══ INPUT DATA ══

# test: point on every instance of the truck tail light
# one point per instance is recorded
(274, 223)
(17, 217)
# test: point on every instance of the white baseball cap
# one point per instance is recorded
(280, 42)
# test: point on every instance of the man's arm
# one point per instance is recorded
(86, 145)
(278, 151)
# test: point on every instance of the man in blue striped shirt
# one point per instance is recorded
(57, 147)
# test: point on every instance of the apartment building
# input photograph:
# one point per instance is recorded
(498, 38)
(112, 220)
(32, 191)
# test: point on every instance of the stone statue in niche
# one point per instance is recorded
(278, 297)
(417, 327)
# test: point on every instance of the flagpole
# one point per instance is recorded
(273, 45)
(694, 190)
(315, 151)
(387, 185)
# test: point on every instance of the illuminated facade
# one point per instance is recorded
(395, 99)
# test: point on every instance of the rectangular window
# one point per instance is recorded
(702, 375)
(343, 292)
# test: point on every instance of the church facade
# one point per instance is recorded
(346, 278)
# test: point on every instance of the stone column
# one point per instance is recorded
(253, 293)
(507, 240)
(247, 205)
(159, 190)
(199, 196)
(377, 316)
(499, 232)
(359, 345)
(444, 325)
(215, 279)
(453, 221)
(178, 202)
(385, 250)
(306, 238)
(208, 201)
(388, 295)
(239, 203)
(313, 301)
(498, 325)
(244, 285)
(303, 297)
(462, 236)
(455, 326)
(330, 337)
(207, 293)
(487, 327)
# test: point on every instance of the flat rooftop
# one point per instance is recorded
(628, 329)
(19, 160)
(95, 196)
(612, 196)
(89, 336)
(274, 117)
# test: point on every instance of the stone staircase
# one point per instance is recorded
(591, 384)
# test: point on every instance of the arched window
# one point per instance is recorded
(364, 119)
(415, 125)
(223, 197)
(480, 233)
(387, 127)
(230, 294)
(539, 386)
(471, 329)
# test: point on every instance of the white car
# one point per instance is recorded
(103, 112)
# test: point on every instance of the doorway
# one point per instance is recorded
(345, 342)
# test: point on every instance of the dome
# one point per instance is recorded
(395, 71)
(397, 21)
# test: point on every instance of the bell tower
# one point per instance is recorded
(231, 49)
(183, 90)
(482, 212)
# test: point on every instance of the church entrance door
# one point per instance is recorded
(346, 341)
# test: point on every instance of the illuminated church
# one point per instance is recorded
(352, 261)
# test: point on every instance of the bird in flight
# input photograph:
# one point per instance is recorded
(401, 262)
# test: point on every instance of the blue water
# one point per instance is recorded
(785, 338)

═══

## [ACTION ITEM]
The entries above are to be restated word for word.

## [PROBLEM SOLUTION]
# test: point on every instance of the truck tail light
# one point per instance is recorded
(274, 223)
(17, 217)
# test: point on every instance of the white baseball cap
# one point per instance is recorded
(280, 42)
# test: point on every instance of the man's arm
# one point per instance is recorded
(86, 145)
(278, 151)
# test: point on every instance of the man in blue striped shirt
# one point per instance is recorded
(57, 147)
# test: point on every instance of the apartment building
# input photograph:
# one point per instance is recorded
(498, 38)
(112, 220)
(32, 191)
# test: point on every instance of the stone statue in niche
# one point per instance is recorded
(278, 297)
(417, 327)
# test: point on every instance of the flagpole
# one point per instance is recorded
(273, 45)
(694, 190)
(315, 151)
(387, 185)
# test: point on every instance of the illuminated facade
# one point per instance is recorded
(395, 99)
# test: point on every instance of the rectangular window
# one point per instance is recorded
(702, 375)
(343, 292)
# test: point on every instance of the church facade
# one point per instance is recorded
(346, 278)
# test: point on every instance of the stone column
# one point per instance is recorded
(253, 293)
(507, 240)
(247, 205)
(159, 190)
(199, 196)
(377, 316)
(499, 232)
(359, 345)
(444, 325)
(215, 279)
(453, 221)
(178, 202)
(385, 250)
(306, 238)
(208, 201)
(388, 295)
(239, 203)
(313, 301)
(498, 325)
(244, 285)
(303, 297)
(462, 236)
(455, 326)
(330, 337)
(207, 293)
(487, 327)
# test: point on every instance of the flat rooftop
# one point per instance is recorded
(628, 329)
(19, 160)
(95, 196)
(612, 196)
(89, 336)
(274, 117)
# test: point on every instance of the stone staircase
# one point per instance is recorded
(591, 384)
# test: point on every instance of the arched window
# one point per instance is recorded
(364, 119)
(415, 125)
(223, 197)
(480, 233)
(387, 127)
(230, 294)
(539, 386)
(471, 329)
# test: point on every instance of the white car
# one point per instance is recorded
(103, 112)
# test: point on every instance of the doorway
# one point per instance is recorded
(345, 342)
# test: point on every instance of the dome
# one point per instance is recorded
(395, 71)
(397, 21)
# test: point on every instance of the bell tower
# one point per instance is recorded
(231, 49)
(183, 90)
(482, 212)
# test: point on every instance of the church entrance door
# one point per instance is recorded
(346, 341)
# test: point on every instance of the illuminated church
# one point per instance is recorded
(352, 261)
# test: point on every instance of the bird in flight
# input photograph:
# one point per instance is recorded
(401, 262)
# test: point on every instance of the blue water
# one point per instance is recorded
(785, 338)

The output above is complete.